→ TASK DESCRIPTION:
Using the records below, locate all lines containing "pole" and return them.

→ GIVEN DATA:
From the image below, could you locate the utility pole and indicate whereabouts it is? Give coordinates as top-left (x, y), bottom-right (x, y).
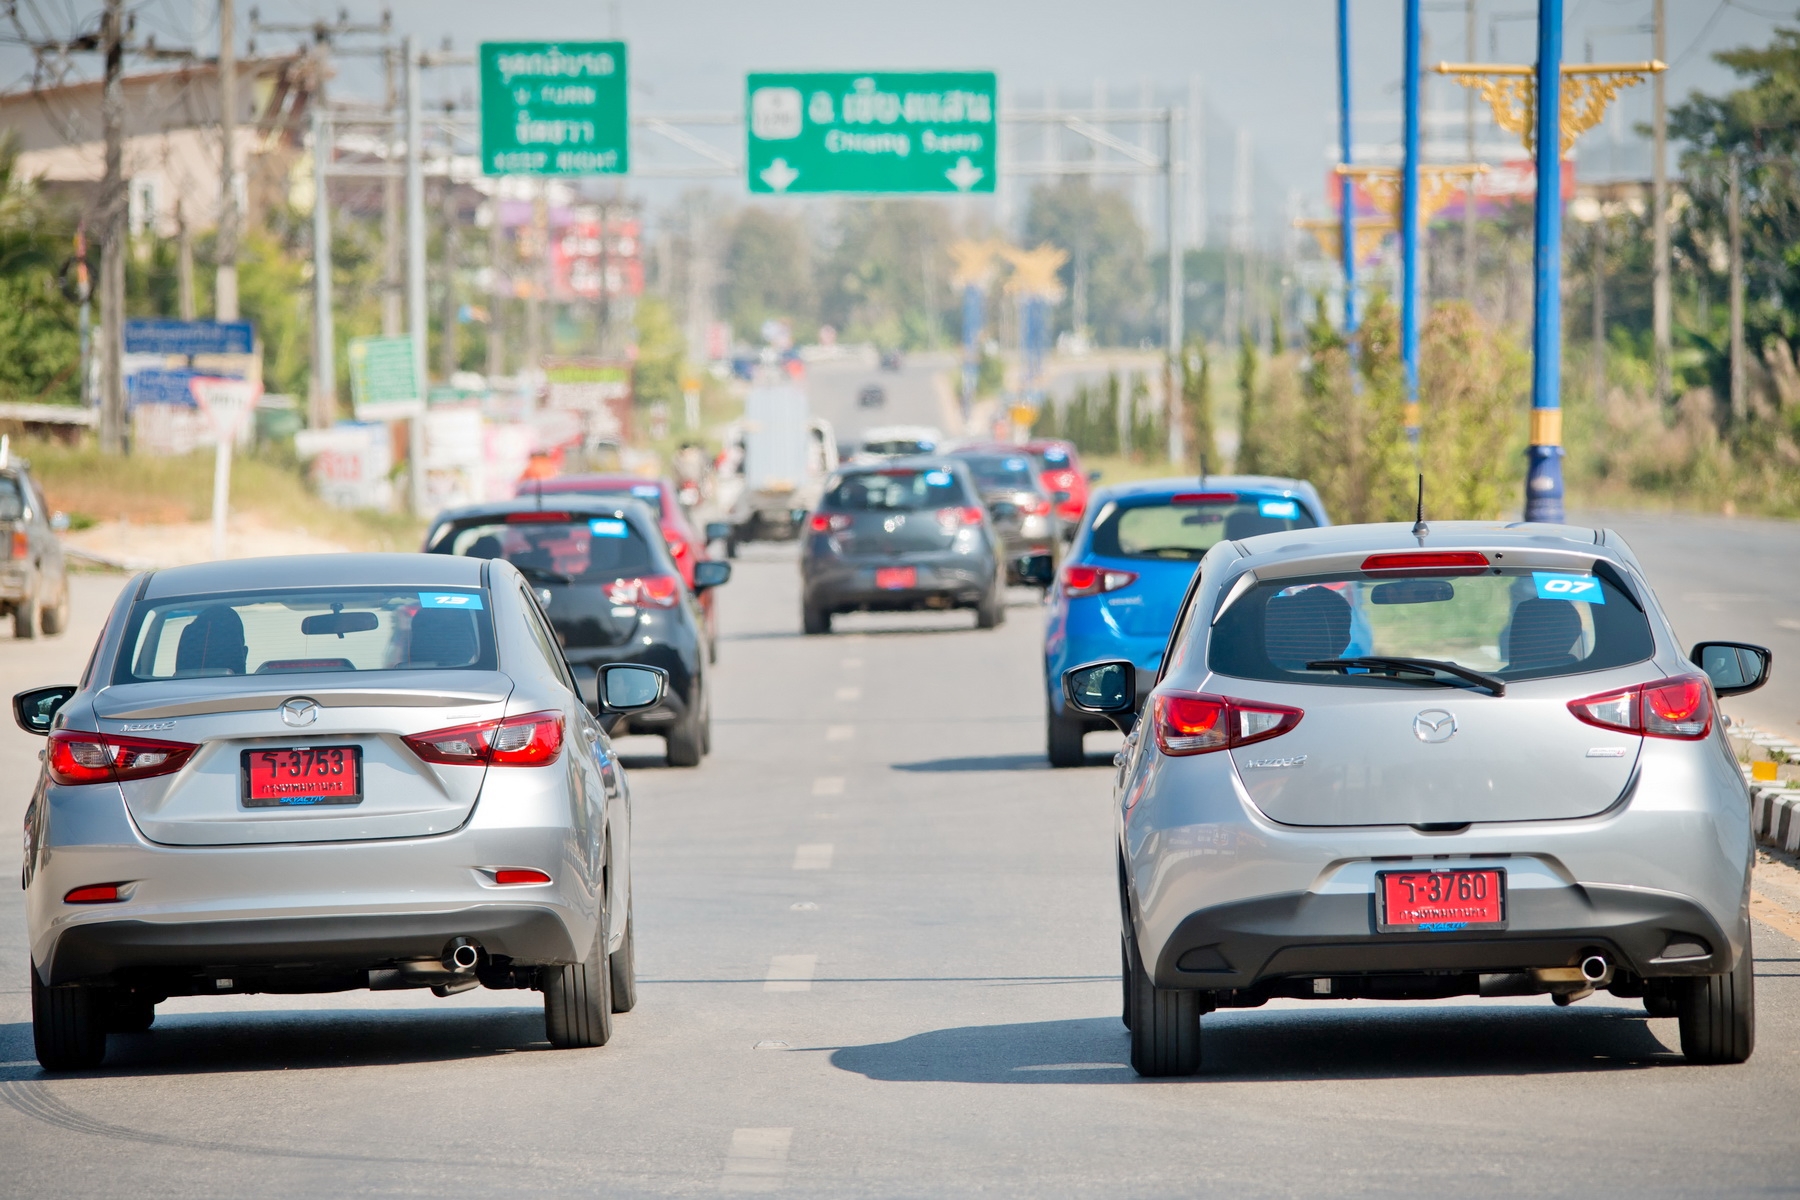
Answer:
top-left (98, 0), bottom-right (126, 454)
top-left (1590, 217), bottom-right (1605, 406)
top-left (1651, 0), bottom-right (1671, 405)
top-left (1400, 0), bottom-right (1422, 439)
top-left (382, 46), bottom-right (403, 335)
top-left (487, 197), bottom-right (506, 379)
top-left (215, 0), bottom-right (238, 321)
top-left (1463, 0), bottom-right (1478, 304)
top-left (1337, 0), bottom-right (1356, 332)
top-left (404, 35), bottom-right (427, 514)
top-left (1524, 0), bottom-right (1566, 523)
top-left (1727, 153), bottom-right (1745, 425)
top-left (1166, 105), bottom-right (1184, 467)
top-left (176, 201), bottom-right (196, 320)
top-left (309, 63), bottom-right (335, 427)
top-left (439, 175), bottom-right (459, 380)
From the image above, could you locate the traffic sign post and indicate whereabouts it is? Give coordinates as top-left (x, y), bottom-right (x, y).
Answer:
top-left (745, 72), bottom-right (997, 194)
top-left (347, 335), bottom-right (423, 421)
top-left (479, 42), bottom-right (629, 175)
top-left (189, 377), bottom-right (262, 561)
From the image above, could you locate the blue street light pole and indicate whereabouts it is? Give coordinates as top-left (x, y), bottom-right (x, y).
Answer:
top-left (1525, 0), bottom-right (1566, 522)
top-left (1400, 0), bottom-right (1422, 437)
top-left (1338, 0), bottom-right (1356, 332)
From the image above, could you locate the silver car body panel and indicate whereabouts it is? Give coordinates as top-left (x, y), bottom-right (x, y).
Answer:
top-left (1118, 521), bottom-right (1754, 990)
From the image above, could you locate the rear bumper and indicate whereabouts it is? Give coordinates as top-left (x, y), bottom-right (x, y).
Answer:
top-left (806, 557), bottom-right (993, 611)
top-left (1149, 884), bottom-right (1737, 991)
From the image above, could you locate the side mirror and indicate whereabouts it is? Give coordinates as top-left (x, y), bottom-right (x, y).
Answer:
top-left (1015, 553), bottom-right (1054, 588)
top-left (704, 521), bottom-right (731, 542)
top-left (1086, 470), bottom-right (1102, 483)
top-left (50, 511), bottom-right (70, 533)
top-left (1061, 659), bottom-right (1137, 734)
top-left (14, 684), bottom-right (76, 735)
top-left (596, 663), bottom-right (669, 713)
top-left (1690, 641), bottom-right (1771, 697)
top-left (693, 560), bottom-right (732, 591)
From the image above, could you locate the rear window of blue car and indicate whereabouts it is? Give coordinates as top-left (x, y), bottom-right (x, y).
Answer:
top-left (1089, 494), bottom-right (1317, 561)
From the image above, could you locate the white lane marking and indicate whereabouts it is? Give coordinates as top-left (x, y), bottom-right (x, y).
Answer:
top-left (790, 901), bottom-right (818, 911)
top-left (825, 724), bottom-right (855, 741)
top-left (720, 1127), bottom-right (793, 1192)
top-left (835, 686), bottom-right (861, 702)
top-left (840, 656), bottom-right (864, 669)
top-left (792, 843), bottom-right (834, 870)
top-left (764, 955), bottom-right (817, 992)
top-left (1012, 1062), bottom-right (1131, 1072)
top-left (811, 776), bottom-right (844, 795)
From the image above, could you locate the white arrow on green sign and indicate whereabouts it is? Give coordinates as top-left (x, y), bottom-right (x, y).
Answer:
top-left (745, 72), bottom-right (997, 195)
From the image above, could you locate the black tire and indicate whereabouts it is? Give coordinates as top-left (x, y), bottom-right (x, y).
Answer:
top-left (1121, 936), bottom-right (1134, 1030)
top-left (1127, 931), bottom-right (1202, 1077)
top-left (975, 579), bottom-right (1005, 629)
top-left (699, 685), bottom-right (713, 756)
top-left (105, 991), bottom-right (156, 1033)
top-left (1047, 705), bottom-right (1086, 768)
top-left (1643, 980), bottom-right (1681, 1018)
top-left (610, 900), bottom-right (638, 1013)
top-left (544, 919), bottom-right (614, 1049)
top-left (40, 577), bottom-right (69, 637)
top-left (802, 603), bottom-right (831, 635)
top-left (665, 685), bottom-right (704, 768)
top-left (1677, 933), bottom-right (1755, 1065)
top-left (12, 584), bottom-right (37, 640)
top-left (32, 967), bottom-right (106, 1070)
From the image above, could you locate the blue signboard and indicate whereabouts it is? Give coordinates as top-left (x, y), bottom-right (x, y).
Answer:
top-left (125, 369), bottom-right (202, 408)
top-left (124, 319), bottom-right (255, 357)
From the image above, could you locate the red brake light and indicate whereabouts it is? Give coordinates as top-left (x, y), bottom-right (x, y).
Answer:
top-left (64, 884), bottom-right (123, 904)
top-left (47, 730), bottom-right (196, 785)
top-left (608, 573), bottom-right (681, 609)
top-left (505, 511), bottom-right (572, 523)
top-left (1061, 564), bottom-right (1138, 598)
top-left (1361, 552), bottom-right (1490, 574)
top-left (9, 530), bottom-right (25, 559)
top-left (1152, 691), bottom-right (1304, 756)
top-left (1171, 492), bottom-right (1240, 504)
top-left (1023, 497), bottom-right (1051, 516)
top-left (494, 868), bottom-right (552, 885)
top-left (405, 710), bottom-right (565, 767)
top-left (1044, 469), bottom-right (1080, 492)
top-left (664, 529), bottom-right (689, 557)
top-left (810, 512), bottom-right (851, 533)
top-left (1569, 675), bottom-right (1712, 740)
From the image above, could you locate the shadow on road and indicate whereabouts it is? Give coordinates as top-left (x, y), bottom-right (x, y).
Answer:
top-left (830, 1006), bottom-right (1679, 1084)
top-left (893, 751), bottom-right (1116, 771)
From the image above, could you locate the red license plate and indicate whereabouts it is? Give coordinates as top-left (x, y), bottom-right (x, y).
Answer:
top-left (241, 746), bottom-right (363, 808)
top-left (875, 566), bottom-right (917, 590)
top-left (1377, 868), bottom-right (1506, 932)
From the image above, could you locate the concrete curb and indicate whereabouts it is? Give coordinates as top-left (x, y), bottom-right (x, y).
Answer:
top-left (1752, 786), bottom-right (1800, 855)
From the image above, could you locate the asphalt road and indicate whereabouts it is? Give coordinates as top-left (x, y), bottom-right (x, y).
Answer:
top-left (802, 350), bottom-right (959, 453)
top-left (1, 535), bottom-right (1798, 1197)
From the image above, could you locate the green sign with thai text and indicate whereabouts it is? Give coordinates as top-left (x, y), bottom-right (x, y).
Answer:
top-left (347, 335), bottom-right (419, 418)
top-left (480, 41), bottom-right (628, 175)
top-left (745, 71), bottom-right (996, 195)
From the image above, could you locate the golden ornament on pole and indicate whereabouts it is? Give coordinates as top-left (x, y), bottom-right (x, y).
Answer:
top-left (949, 238), bottom-right (1003, 290)
top-left (1433, 61), bottom-right (1666, 156)
top-left (1292, 217), bottom-right (1398, 263)
top-left (1333, 164), bottom-right (1489, 223)
top-left (1000, 242), bottom-right (1069, 301)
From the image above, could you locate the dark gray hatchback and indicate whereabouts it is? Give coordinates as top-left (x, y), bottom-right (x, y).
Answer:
top-left (800, 458), bottom-right (1004, 635)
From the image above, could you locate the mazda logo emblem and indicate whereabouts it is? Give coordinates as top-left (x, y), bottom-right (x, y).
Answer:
top-left (280, 698), bottom-right (320, 728)
top-left (1413, 709), bottom-right (1457, 743)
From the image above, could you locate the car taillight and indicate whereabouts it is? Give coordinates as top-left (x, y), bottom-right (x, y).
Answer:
top-left (934, 506), bottom-right (985, 530)
top-left (1061, 564), bottom-right (1138, 598)
top-left (405, 710), bottom-right (565, 767)
top-left (664, 529), bottom-right (689, 558)
top-left (607, 574), bottom-right (682, 609)
top-left (1023, 496), bottom-right (1051, 517)
top-left (8, 530), bottom-right (25, 559)
top-left (1044, 469), bottom-right (1079, 492)
top-left (64, 884), bottom-right (124, 903)
top-left (810, 512), bottom-right (851, 533)
top-left (494, 868), bottom-right (552, 885)
top-left (1152, 691), bottom-right (1304, 756)
top-left (1360, 551), bottom-right (1490, 574)
top-left (1568, 675), bottom-right (1713, 740)
top-left (46, 730), bottom-right (197, 785)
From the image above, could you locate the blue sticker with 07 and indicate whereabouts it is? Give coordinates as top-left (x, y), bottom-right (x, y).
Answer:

→ ANSWER FOR THIS EXERCISE:
From the image below, could you locate the utility pole and indicate whereabouts it is? Give coordinates as top-left (x, y), bottom-right (x, y).
From the image above, could you locate the blue street light pole and indicate whereabouts it is? Give coordinates as top-left (x, y), bottom-right (x, y).
From the image above, could you locate the golden ornament on pole and indicate whereabouts it is? Give coordinates as top-left (x, y), bottom-right (x, y).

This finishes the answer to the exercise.